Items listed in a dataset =
+ + + + +
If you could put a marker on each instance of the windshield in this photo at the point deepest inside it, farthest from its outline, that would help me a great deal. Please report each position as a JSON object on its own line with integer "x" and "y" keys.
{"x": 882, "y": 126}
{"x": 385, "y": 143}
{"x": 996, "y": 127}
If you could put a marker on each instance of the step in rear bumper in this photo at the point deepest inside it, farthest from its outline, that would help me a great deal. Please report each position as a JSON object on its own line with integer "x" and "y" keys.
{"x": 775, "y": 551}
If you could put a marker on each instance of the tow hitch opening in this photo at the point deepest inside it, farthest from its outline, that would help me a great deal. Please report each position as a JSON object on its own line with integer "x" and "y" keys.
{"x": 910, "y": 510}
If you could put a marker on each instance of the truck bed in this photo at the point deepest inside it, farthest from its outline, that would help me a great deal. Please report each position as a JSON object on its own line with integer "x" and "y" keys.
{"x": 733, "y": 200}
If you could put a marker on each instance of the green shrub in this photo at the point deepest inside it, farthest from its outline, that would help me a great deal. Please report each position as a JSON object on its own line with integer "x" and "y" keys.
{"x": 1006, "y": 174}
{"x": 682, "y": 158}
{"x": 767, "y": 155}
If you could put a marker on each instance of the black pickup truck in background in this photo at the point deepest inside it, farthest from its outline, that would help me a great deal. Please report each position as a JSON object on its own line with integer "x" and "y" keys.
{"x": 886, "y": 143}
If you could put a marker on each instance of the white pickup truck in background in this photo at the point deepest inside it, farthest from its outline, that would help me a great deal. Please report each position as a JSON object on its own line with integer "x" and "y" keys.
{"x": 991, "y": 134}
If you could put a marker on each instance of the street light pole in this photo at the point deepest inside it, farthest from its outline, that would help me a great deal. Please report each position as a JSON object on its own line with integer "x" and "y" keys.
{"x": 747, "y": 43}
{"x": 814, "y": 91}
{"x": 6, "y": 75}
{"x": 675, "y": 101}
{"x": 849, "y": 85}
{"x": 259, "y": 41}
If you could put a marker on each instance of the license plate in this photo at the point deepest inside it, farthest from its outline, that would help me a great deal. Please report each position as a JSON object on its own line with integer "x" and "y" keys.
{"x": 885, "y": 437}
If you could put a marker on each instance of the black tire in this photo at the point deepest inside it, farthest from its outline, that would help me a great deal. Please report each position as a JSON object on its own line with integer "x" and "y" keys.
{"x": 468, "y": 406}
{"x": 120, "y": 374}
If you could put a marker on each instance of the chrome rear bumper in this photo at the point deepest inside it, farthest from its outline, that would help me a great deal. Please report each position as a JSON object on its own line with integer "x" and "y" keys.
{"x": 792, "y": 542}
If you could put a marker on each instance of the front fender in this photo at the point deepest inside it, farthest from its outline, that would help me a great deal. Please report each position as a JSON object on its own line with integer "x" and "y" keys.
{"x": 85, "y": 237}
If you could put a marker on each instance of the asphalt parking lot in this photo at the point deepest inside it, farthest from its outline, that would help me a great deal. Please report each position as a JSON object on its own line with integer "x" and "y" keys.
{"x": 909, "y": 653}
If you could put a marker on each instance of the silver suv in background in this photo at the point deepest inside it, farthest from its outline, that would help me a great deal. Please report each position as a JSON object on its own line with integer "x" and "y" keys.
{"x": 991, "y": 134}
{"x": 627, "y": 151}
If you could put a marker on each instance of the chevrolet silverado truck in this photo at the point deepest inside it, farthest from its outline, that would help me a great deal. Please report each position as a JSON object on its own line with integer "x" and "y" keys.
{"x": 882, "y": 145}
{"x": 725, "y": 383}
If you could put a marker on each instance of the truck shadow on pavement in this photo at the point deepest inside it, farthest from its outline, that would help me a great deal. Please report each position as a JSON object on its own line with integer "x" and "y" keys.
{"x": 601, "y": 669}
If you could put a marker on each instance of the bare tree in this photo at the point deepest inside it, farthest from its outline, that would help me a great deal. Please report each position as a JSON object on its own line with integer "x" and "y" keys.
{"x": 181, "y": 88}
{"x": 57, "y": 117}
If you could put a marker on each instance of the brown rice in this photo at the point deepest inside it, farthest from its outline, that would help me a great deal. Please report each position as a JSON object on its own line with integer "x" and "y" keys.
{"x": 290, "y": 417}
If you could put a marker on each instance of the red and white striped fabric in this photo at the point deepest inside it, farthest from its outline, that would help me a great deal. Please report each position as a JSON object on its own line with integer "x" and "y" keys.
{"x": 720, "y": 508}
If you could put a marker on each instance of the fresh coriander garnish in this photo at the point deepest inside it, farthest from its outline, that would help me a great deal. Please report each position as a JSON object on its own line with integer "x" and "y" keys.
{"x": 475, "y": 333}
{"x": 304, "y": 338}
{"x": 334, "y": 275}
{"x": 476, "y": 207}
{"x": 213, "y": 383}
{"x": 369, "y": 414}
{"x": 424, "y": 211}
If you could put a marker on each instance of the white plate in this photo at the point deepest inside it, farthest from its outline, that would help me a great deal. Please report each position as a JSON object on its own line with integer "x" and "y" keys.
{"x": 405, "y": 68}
+ + + + +
What is needed =
An exact reproduction of all the entries above is the expected answer.

Your response =
If you could put a marker on each instance of the windshield in this photo at the point deepest inside it, farthest from its outline, that would help me a great deal. Please report each position as a JSON object on its own line with integer "x" and "y" keys.
{"x": 882, "y": 126}
{"x": 385, "y": 143}
{"x": 996, "y": 127}
If you could put a marker on each instance of the step in rear bumper in this photo at the point deepest inside it, farthest from its outline, that would help me a great deal. Please report each position as a JSON object on its own line with integer "x" and "y" keys.
{"x": 775, "y": 551}
If you could put a marker on each instance of the tow hitch opening in this photo at the point deepest inside it, farthest from its outline, that would help me a great deal. Please report each position as a JSON object on its own line with integer "x" and "y" keys.
{"x": 910, "y": 510}
If you could put a marker on each instance of the truck bed in this photo at the point deepest inside it, farthest from its outline, that would help me a great deal. Please report each position as a JSON object on its own line with integer "x" and "y" keys.
{"x": 733, "y": 200}
If you could put a marker on each instance of the green shrub in this photo at the point deepest inside it, farthest from its outline, that would help me a great deal. Please report each position as a JSON object on its own line with integer "x" and "y" keys.
{"x": 1006, "y": 174}
{"x": 682, "y": 158}
{"x": 767, "y": 155}
If you could put a marker on each instance of the black pickup truck in background in this photo at the point deepest inside it, farthest from its outline, that would help me a great deal. Please report each position as a JSON object on its own line with integer "x" and "y" keys.
{"x": 886, "y": 143}
If you could put a marker on each instance of the white pickup truck in background in this photo at the point deepest inside it, farthest from its outline, that would help me a great deal. Please report each position as a JSON object on its own line with integer "x" and "y" keys.
{"x": 991, "y": 134}
If you could put a marker on each instance of the street light pole in this photo at the point deepest inside it, farthest from its outline, that would help me a great deal. Please report each position as a JSON object on its own line with integer "x" and "y" keys.
{"x": 747, "y": 43}
{"x": 814, "y": 91}
{"x": 6, "y": 75}
{"x": 675, "y": 101}
{"x": 849, "y": 85}
{"x": 259, "y": 41}
If you could put a marker on each instance of the license plate in this photo at the point deepest inside it, farthest from its outline, that would help me a great deal. Please report each position as a JSON object on its own line with integer "x" and "y" keys.
{"x": 885, "y": 437}
If you could put a marker on each instance of the black tire in this photo at the point deepest inside it, farthest from its outline, that would help me a great deal. Please report each position as a JSON object on its own line with integer "x" and "y" keys.
{"x": 468, "y": 406}
{"x": 120, "y": 374}
If you could put a marker on each instance of the chrome rear bumper in this photo at the point deepest inside it, farthest from its outline, that would help me a great deal. Please report each position as a JSON object on its own line with integer "x" and "y" keys.
{"x": 792, "y": 542}
If you could put a marker on each instance of the front fender in this photo at the point deepest inside it, farthest from its outline, that would help me a great deal. Please report each position as a JSON object on its own line with integer "x" and "y" keys.
{"x": 85, "y": 237}
If you could put a marker on each instance of the asphalt parking lot in this photo at the point deepest inside it, farthest from its outline, that would help me a great deal. Please report each position as a JSON object on its own line with integer "x" and "y" keys.
{"x": 909, "y": 653}
If you could put a marker on each instance of the silver suv in background in this photo at the point deepest inside it, farthest from its outline, that would help me a great deal. Please report each position as a JSON object on its own line with integer "x" and "y" keys.
{"x": 991, "y": 134}
{"x": 627, "y": 151}
If you could put a marker on each instance of the chevrolet silverado truck in this photo at the point deepest inside it, farthest from its outline, that would help me a great deal. Please report each position as a JSON object on its own line with integer "x" and "y" keys.
{"x": 882, "y": 145}
{"x": 725, "y": 383}
If you could put a marker on each instance of the truck shadow on pavement in this photo at the point deepest inside it, farthest from its outline, that would help me a great deal. Please report each position as a JSON object on its own line with integer "x" and "y" keys.
{"x": 601, "y": 669}
If you could put a marker on each instance of the bare tree in this photo at the point deepest inside it, farthest from its outline, that would help me a great deal. Please report each position as a JSON object on its own line with integer "x" and "y" keys.
{"x": 181, "y": 88}
{"x": 57, "y": 117}
If you could put a marker on each instance of the brown rice in this photo at the point deepest inside it, farthest from its outline, that would help me a great deal. Please report each position as a JSON object on its own line with integer "x" and "y" keys.
{"x": 290, "y": 417}
If you could put a marker on each instance of the red and white striped fabric in this photo at the point deepest inside it, farthest from its outline, that would help me a great deal. Please report each position as a JSON object on its own line with integer "x" and "y" keys.
{"x": 720, "y": 508}
If you could put a marker on each instance of the fresh coriander garnish in this photo at the point deepest inside it, farthest from its outline, that would help me a great deal. Please report each position as a JSON object on its own line with integer "x" and "y" keys.
{"x": 475, "y": 333}
{"x": 304, "y": 338}
{"x": 334, "y": 275}
{"x": 476, "y": 207}
{"x": 213, "y": 383}
{"x": 369, "y": 414}
{"x": 424, "y": 211}
If you could put a marker on each instance of the white plate in this photo at the point deepest inside it, farthest from its outline, that would help me a great deal. Please report each position as a JSON object on its own line with integer "x" and "y" keys.
{"x": 405, "y": 68}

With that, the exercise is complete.